═════ ENTRIES SUPPLIED

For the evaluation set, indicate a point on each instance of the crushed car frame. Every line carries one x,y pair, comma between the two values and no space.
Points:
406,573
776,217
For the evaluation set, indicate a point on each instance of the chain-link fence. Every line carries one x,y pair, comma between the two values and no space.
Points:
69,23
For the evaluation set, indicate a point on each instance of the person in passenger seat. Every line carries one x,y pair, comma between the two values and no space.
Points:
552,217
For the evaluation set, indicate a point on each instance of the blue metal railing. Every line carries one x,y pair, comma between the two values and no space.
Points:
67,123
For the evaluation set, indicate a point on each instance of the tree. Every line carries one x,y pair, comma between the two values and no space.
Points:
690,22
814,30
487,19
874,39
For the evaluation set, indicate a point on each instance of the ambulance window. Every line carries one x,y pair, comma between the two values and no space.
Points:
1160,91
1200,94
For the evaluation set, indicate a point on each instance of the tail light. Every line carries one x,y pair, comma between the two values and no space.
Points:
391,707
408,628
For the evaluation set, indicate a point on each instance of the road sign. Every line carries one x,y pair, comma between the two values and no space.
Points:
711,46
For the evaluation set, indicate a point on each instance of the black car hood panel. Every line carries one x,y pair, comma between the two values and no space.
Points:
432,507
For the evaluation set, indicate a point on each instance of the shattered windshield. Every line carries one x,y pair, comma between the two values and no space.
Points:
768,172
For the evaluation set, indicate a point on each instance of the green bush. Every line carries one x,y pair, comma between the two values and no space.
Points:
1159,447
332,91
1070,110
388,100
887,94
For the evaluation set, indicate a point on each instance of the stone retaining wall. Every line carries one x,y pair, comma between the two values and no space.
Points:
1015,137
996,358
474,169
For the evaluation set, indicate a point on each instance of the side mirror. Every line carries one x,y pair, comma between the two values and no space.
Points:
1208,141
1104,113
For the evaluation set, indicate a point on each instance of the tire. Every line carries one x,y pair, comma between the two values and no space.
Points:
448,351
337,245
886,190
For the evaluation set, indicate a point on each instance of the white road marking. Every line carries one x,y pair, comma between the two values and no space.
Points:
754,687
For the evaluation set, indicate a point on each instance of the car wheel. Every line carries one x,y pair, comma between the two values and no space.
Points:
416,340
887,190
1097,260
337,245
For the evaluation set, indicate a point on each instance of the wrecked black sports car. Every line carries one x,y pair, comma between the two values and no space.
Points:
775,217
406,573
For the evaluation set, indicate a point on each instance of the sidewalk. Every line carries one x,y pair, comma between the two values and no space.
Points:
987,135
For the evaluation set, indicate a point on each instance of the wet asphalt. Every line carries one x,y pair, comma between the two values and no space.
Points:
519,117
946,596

══════════
═════ ENTRIES SUPPLIED

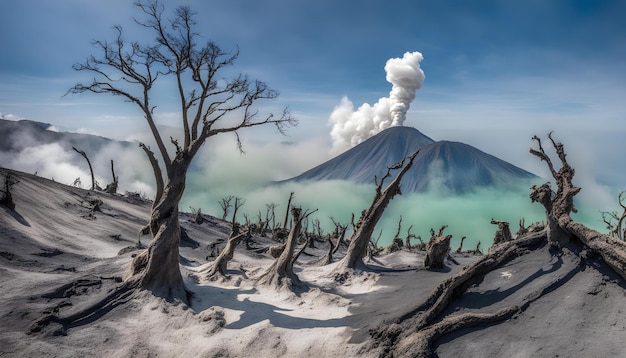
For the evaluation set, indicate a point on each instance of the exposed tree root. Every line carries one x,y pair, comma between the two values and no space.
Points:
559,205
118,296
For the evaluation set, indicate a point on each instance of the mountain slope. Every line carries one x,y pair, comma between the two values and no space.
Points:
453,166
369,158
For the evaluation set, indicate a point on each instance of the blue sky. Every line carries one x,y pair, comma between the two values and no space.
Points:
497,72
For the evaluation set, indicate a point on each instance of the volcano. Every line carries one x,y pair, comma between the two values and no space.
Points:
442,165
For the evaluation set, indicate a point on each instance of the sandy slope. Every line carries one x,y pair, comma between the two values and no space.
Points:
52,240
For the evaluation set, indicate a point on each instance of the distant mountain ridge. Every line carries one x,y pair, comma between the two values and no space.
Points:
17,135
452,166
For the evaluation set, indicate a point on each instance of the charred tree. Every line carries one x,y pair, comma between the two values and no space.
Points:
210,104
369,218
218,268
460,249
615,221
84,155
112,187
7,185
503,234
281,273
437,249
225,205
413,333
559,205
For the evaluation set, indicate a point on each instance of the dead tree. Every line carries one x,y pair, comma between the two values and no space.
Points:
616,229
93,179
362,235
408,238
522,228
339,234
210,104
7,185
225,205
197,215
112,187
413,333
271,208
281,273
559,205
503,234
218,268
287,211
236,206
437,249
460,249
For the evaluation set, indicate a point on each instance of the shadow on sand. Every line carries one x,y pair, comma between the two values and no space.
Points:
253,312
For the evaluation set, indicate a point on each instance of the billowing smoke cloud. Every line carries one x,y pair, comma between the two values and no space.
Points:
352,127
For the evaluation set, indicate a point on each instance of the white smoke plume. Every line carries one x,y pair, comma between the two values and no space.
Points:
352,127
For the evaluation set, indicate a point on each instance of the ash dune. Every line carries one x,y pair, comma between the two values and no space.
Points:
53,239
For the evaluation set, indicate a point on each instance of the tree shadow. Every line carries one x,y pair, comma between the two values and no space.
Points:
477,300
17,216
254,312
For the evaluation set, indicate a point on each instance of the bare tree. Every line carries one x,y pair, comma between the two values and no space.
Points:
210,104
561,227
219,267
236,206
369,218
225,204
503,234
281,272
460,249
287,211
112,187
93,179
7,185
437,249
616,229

══════════

> _TASK OBJECTIVE_: Please count the lines in the records above that contain the string "blue", where case counts, and reply with the number alone.

> _ANSWER_: 2